[Dataset entries]
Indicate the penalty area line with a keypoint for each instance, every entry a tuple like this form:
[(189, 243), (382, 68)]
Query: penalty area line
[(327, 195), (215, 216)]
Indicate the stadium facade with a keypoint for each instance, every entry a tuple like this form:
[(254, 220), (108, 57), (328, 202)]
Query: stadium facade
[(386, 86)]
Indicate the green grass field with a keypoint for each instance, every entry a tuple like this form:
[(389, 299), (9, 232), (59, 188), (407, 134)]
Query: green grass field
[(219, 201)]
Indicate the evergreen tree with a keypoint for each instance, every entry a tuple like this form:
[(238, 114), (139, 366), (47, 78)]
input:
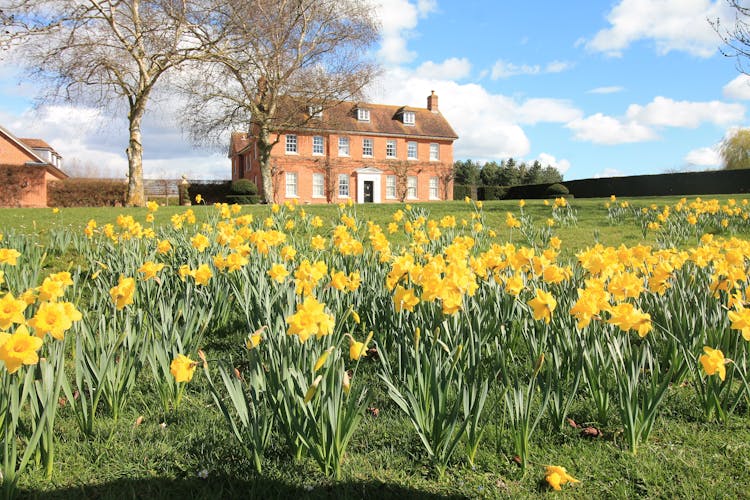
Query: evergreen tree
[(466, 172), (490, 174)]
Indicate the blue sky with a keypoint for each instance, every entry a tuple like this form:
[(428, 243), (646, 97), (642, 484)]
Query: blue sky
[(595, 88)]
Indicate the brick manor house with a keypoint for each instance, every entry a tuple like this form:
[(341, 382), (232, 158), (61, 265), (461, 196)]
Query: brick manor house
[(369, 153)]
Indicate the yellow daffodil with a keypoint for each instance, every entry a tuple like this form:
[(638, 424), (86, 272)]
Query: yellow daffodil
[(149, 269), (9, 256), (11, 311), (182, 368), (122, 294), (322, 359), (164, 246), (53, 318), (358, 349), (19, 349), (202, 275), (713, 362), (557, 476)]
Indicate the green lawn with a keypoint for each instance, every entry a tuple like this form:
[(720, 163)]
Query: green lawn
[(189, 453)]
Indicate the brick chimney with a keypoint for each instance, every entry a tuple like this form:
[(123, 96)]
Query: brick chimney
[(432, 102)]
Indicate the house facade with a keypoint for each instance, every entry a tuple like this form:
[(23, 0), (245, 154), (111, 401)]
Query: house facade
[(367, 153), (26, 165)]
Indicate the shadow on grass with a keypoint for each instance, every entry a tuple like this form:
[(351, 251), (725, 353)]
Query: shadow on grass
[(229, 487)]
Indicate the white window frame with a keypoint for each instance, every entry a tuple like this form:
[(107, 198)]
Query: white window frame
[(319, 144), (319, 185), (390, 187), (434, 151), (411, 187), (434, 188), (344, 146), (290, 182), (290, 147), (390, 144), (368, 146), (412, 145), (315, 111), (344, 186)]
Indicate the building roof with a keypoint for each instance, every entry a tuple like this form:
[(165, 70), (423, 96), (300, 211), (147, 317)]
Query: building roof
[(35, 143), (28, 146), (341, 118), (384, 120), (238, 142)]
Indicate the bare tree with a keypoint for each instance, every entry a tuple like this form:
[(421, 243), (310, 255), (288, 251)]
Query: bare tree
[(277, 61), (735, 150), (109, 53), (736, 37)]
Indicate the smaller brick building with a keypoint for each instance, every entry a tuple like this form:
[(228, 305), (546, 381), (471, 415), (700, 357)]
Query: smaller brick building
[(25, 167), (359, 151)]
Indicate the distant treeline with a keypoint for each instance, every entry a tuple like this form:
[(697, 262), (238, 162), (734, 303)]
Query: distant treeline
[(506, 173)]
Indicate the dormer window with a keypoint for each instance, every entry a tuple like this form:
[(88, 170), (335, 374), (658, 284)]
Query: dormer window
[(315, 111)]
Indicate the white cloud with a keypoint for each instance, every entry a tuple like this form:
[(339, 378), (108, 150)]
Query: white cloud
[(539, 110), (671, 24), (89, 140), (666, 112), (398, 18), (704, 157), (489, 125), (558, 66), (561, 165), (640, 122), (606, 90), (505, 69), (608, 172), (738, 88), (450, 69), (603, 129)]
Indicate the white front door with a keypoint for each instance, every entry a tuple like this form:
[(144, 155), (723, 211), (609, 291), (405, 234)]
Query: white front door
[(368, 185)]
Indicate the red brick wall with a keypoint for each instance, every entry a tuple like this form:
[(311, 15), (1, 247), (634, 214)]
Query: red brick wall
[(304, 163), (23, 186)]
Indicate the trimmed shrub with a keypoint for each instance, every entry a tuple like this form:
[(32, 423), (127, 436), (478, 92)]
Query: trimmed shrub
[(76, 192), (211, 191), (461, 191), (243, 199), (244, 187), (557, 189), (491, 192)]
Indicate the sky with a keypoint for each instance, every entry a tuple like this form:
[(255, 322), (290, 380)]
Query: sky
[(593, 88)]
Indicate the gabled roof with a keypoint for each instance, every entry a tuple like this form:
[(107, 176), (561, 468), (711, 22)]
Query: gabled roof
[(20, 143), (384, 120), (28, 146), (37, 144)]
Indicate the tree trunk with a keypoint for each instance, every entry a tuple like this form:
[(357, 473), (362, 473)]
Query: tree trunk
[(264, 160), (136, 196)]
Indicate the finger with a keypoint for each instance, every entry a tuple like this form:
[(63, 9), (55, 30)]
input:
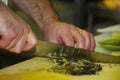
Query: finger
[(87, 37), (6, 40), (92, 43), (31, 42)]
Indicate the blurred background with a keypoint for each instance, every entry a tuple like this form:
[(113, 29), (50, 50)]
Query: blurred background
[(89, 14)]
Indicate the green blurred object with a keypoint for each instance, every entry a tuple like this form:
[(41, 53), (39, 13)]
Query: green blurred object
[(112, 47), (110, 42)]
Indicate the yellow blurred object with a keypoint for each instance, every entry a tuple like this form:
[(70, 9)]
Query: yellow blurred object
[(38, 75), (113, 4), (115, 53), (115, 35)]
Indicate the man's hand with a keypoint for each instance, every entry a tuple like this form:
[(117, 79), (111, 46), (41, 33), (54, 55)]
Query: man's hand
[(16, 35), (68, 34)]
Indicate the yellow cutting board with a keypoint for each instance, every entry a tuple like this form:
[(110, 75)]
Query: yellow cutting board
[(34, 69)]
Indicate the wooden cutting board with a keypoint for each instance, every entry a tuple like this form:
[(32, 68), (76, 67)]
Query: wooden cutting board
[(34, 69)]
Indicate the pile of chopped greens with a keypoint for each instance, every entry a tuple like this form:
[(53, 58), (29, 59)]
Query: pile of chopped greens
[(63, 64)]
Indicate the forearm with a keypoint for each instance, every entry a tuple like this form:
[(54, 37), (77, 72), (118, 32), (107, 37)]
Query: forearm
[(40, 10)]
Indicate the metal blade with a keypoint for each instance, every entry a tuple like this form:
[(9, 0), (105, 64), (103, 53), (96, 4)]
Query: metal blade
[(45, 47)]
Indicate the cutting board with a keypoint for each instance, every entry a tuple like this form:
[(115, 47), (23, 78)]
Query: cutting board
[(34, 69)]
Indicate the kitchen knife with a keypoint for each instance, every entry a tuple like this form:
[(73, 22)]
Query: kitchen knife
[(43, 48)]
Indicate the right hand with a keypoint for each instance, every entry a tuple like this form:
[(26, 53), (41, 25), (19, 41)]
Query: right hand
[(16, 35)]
* * *
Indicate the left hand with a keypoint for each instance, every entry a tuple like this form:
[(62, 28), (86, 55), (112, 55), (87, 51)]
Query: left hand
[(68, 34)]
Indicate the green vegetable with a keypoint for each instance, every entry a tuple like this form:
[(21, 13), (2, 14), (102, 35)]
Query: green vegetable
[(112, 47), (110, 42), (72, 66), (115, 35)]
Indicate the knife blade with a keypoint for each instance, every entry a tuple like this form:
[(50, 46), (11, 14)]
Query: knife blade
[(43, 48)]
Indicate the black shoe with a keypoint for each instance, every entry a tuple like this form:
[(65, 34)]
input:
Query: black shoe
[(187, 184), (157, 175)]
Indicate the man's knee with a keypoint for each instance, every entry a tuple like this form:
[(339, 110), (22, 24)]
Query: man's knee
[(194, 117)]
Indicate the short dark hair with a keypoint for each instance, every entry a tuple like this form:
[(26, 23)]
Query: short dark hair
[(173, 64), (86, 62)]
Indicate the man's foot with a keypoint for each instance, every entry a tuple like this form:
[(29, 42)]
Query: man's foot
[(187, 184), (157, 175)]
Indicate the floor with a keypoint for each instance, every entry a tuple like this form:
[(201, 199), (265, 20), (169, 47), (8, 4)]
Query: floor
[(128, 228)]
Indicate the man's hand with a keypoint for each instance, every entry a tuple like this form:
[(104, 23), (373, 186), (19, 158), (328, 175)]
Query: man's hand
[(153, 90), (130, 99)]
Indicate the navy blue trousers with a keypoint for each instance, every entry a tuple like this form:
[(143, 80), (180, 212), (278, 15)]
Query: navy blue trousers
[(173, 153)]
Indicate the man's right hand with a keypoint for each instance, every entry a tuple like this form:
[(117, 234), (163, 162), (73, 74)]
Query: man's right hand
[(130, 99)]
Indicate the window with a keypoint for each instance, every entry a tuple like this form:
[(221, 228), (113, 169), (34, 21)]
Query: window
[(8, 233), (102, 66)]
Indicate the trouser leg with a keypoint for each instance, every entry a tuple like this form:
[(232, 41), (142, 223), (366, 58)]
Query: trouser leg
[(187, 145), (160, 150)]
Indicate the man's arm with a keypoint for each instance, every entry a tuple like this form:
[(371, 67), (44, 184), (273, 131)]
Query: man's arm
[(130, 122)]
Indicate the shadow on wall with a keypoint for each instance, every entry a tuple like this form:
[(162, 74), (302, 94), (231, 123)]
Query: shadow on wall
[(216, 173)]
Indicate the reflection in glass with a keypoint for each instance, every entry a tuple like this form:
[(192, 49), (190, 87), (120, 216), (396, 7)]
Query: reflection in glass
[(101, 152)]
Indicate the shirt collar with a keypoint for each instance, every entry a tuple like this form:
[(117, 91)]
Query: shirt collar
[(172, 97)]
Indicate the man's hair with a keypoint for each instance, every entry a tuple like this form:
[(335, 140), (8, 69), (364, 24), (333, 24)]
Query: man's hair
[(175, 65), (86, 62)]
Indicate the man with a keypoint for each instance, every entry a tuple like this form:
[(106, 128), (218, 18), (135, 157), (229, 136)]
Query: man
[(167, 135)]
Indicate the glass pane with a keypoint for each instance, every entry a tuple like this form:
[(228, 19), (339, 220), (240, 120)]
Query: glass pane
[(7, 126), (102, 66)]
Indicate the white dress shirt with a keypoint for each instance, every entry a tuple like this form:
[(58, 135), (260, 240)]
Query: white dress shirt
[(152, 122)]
* * *
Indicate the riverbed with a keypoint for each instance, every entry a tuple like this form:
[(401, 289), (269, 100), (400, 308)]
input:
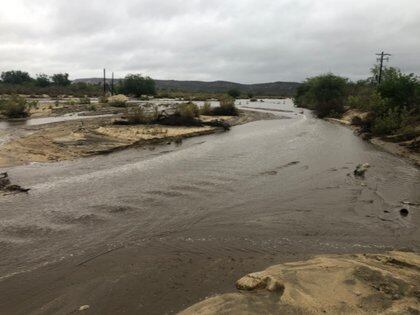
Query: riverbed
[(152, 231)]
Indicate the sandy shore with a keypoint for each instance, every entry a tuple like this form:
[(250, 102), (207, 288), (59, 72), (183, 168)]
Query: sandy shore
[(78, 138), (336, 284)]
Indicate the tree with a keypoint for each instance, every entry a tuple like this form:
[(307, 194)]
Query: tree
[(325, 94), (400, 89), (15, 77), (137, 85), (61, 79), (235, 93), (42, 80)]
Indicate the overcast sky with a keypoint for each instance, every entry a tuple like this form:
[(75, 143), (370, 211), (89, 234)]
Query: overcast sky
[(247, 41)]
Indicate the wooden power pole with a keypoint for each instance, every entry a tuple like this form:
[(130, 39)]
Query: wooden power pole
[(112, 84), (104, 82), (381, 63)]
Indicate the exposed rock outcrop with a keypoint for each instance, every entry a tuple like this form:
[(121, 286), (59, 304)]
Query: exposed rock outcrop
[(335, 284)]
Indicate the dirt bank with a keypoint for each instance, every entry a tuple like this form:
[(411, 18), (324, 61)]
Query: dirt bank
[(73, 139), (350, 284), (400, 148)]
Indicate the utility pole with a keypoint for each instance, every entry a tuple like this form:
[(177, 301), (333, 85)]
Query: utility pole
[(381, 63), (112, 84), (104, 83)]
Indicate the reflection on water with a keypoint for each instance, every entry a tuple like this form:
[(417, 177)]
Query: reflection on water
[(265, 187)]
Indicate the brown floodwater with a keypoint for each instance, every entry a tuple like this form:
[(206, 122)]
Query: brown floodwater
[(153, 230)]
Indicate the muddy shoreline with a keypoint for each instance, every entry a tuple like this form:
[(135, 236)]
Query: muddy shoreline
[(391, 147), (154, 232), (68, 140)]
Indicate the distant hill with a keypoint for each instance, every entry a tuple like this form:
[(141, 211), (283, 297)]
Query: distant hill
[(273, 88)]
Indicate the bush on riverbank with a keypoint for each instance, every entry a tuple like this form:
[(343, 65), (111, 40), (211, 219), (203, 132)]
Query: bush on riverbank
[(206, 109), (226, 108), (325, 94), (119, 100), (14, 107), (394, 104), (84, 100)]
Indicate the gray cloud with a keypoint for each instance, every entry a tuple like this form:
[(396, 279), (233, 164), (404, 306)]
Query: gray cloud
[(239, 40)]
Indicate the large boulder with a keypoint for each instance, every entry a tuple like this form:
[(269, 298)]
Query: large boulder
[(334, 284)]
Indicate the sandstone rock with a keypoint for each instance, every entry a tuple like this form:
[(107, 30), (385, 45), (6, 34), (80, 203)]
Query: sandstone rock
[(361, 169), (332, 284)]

* _Exercise details_: Pick out every line in the material above that contains the string "cloud", matching case exactly.

* _Solution below_:
Indicate the white cloud with a keypoint for each instance, every entry a tuple like this form:
Query: white cloud
Indicate the gray cloud with a keypoint for each instance, every entry a tuple like this form:
Query: gray cloud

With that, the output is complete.